> _Available records_:
____________________

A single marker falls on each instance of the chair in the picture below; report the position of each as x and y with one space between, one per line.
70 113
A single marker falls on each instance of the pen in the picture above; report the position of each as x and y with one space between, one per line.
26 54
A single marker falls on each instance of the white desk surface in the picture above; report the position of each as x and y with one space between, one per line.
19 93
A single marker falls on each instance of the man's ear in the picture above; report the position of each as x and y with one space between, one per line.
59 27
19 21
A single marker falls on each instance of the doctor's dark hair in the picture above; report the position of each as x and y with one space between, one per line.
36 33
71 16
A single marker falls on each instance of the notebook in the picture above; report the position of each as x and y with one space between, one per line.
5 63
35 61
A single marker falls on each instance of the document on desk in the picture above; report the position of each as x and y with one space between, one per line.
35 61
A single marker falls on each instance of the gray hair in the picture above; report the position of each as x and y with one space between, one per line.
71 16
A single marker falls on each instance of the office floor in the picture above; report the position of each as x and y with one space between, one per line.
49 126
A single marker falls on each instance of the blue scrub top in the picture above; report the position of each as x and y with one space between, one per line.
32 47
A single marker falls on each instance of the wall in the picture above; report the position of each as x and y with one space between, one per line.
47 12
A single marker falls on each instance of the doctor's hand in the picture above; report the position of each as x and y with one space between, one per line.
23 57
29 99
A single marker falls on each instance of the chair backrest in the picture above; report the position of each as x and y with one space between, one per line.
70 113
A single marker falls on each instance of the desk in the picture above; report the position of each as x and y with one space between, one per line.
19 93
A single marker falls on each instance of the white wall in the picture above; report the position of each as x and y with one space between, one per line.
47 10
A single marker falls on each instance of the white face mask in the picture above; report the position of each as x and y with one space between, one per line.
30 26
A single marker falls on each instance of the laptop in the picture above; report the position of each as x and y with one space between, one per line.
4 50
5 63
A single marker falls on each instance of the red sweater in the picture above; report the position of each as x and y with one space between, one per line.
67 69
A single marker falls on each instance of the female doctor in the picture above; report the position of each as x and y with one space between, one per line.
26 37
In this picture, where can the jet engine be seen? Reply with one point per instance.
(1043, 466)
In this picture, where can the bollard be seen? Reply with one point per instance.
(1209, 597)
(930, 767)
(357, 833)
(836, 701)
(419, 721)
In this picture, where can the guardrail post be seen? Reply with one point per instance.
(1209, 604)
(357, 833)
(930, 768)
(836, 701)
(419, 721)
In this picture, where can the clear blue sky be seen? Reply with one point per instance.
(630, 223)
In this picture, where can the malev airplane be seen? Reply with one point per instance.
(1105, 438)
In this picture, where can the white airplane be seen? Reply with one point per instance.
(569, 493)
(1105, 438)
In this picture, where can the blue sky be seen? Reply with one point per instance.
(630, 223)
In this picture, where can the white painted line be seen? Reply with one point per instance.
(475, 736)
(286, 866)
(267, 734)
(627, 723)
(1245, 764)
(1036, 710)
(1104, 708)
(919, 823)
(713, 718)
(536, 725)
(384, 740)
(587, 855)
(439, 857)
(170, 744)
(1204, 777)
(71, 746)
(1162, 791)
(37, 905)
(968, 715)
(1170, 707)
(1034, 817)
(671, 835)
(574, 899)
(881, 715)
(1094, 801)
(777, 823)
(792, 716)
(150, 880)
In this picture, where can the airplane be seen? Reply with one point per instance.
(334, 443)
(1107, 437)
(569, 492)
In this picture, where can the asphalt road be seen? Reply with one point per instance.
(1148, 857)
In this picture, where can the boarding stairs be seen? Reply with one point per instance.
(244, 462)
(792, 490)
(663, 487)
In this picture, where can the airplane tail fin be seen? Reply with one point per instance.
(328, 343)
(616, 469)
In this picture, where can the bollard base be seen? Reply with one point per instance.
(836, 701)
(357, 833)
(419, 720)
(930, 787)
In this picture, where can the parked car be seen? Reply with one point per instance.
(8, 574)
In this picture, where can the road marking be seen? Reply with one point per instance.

____________________

> _Written instruction_:
Send back each record exactly as it stands.

> _Answer_:
A single marker falls on each instance of the chair in the picture below; report the position of each as x and y with one space between, one per line.
70 113
A single marker falls on each instance of the pen in the picture above; report the position of each as x and y with one space between, one per line.
26 54
A single marker falls on each instance of the white desk surface in the picture above; report the position of each as x and y with one space between, one per line.
19 93
A single marker falls on each instance of the man's ear in the picture above; report the position of each as x and y with one space between, one per line.
59 27
19 21
A single marker falls on each instance of the doctor's dark hair in the picture above; report the position of each as x and y with one space between, one per line.
36 33
71 16
A single marker falls on each instance of the notebook in the picture above; report the position of each as x and y with one space between, one per line.
5 63
35 61
A single marker falls on each instance of the document on desk in the picture above; report the position of each as x and y with one space between, one per line.
35 61
A single marker falls on each instance of the gray hair in the picture above; report the position of each as x and y with one space between, one per line.
71 16
A single marker falls on each instance of the office floor in the picture above; report the position of each as x and y with one space between, one per line.
49 126
A single marker falls on each instance of the blue scrub top in the picture above; report the position of each as x and y with one space between, one per line.
32 47
A single marker falls on each instance of the wall in the picture above; report the position of each as x and y with one space between, one per line.
47 12
A single marker falls on each instance of the doctor's hand in the picture above; report the position of each as x and y with one space between, one per line.
23 57
29 99
A single marker falls on each instance of the chair backrest in the picture above; report the position of each as x and y with one space between, one per line.
70 113
A single marker falls on each instance of the desk in the picture above; report the position of each as x and y with one space between, one per line.
19 93
A single marker falls on each instance of the white wall in the picture above; report the position of each as x and y with one space between, one per line.
47 10
A single marker falls on each instance of the white face mask in the picture above; report the position of each as x and y with one space between, one per line.
30 26
A single marker falls on each instance of the laptop in the picture above; report the position of each as x and y with one space between, one per line.
4 50
5 63
A single marker falls on each instance of the red sweater in the picture above; report the position of each as x and y with one space between, one per line.
67 69
A single marker falls on each instance of the female doctor in the picture above; report the position of each as x and y with one space between, one per line.
26 37
In this picture, where can the jet engine be seen? Reply with one point per instance.
(1043, 466)
In this picture, where can the bollard be seen? Reply with one point per instance.
(1209, 597)
(930, 767)
(357, 833)
(836, 701)
(419, 721)
In this picture, where can the guardrail post be seen? Reply with one point per instance.
(1209, 604)
(357, 833)
(930, 768)
(836, 701)
(419, 721)
In this picture, where can the clear blue sky be seen? Reply with one point per instance.
(630, 223)
In this picture, where can the malev airplane be seen? Reply with one point per instance.
(1105, 438)
In this picture, where can the white airplane be seen? Reply with one point per instance.
(569, 493)
(1105, 438)
In this picture, where can the blue sky be seen? Reply with one point per instance.
(630, 223)
In this picture, where can the white painted line be seen? Reply with one point per instance.
(475, 736)
(286, 866)
(267, 734)
(627, 723)
(1245, 764)
(1036, 710)
(1104, 708)
(919, 823)
(713, 718)
(536, 725)
(384, 740)
(587, 855)
(439, 857)
(170, 744)
(1204, 777)
(71, 746)
(1162, 791)
(37, 905)
(968, 715)
(1170, 707)
(1034, 817)
(671, 835)
(574, 899)
(881, 715)
(1094, 801)
(777, 823)
(792, 716)
(150, 880)
In this picture, where can the airplane be seen? Reply with one point per instance.
(334, 443)
(1107, 437)
(569, 492)
In this picture, where can the asphalt road be seen? Reply with one point per instance.
(1148, 857)
In this picture, where can the boarding stairs be seen? Reply with one point per instance.
(244, 462)
(792, 490)
(663, 487)
In this picture, where can the airplane tail fin be seen? Reply with one point per instance.
(328, 343)
(616, 469)
In this picture, where can the bollard base be seen? Reply with one point per instance.
(836, 701)
(357, 833)
(419, 720)
(930, 787)
In this picture, where can the parked car be seen? Reply with one point per instance.
(8, 574)
In this picture, where can the road marking be seen? Reply with one point per instance.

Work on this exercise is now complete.